RISK OVERCROWDING

Lamu mothers want special clinics for fear of Covid-19

Hospitals are always crowded, a factor that predisposes them to the disease.

In Summary
  • The women are concerned that hospitals are always crowded, a factor that predisposes them and their babies to contracting the coronavirus.
  • They are proposing that the special clinics be partitioned to allow for the one-metre apart social distancing directive.

Mothers and pregnant women in Lamu are appealing for special prenatal and baby clinics to reduce the risk of contracting Covid-19 in general hospitals. 

The women are concerned that hospitals are always crowded, a factor that predisposes them and their babies to coronavirus.

Speaking at the King Fahd hospital on Wednesday, Hafswa Yusna who is expecting her second child, said it is impossible for pregnant women attending prenatal clinics to observe social distancing. 

 

She said it would be better for the county government to set aside special clinics away from hospitals and other areas prone to crowding only for pregnant women and mothers of newborns seeking services.

-*-

▶ **HOW TO COMPLETE THIS TASK**
In the article on Lamu mothers and Covid-19, where was Hafswa Yusna speaking when she said pregnant women at prenatal clinics cannot observe social distancing? The material that follows comes from a separate source unrelated to the article.

▶ **PROVIDED RECORDS**
-*-

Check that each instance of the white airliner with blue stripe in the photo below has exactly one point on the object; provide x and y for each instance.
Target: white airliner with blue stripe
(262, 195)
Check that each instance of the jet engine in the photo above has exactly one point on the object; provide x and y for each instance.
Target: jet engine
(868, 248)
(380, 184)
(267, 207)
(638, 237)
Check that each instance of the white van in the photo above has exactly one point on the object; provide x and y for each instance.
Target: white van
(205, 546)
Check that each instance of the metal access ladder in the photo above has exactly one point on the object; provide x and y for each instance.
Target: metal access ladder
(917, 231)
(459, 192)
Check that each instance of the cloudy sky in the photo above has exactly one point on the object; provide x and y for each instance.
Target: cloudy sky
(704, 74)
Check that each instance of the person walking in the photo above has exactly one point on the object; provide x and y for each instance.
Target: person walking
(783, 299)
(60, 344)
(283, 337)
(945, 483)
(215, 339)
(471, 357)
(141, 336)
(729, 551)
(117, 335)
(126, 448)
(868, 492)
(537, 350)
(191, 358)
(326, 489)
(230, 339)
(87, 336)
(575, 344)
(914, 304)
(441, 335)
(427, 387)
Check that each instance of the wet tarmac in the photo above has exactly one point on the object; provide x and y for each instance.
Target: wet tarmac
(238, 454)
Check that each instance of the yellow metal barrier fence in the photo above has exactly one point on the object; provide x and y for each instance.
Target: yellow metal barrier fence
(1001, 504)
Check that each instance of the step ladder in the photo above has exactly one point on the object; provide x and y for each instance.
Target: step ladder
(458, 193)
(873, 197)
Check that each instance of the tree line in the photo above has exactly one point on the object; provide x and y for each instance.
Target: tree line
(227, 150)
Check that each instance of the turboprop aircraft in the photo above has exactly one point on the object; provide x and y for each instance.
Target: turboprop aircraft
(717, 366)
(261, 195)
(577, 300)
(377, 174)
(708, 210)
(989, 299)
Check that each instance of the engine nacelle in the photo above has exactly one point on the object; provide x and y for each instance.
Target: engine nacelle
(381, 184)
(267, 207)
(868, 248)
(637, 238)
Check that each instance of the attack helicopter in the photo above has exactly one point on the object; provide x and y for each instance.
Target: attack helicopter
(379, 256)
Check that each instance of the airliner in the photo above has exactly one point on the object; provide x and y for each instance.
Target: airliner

-*-

▶ **COMPLETED EXERCISE**
She was speaking at the King Fahd hospital.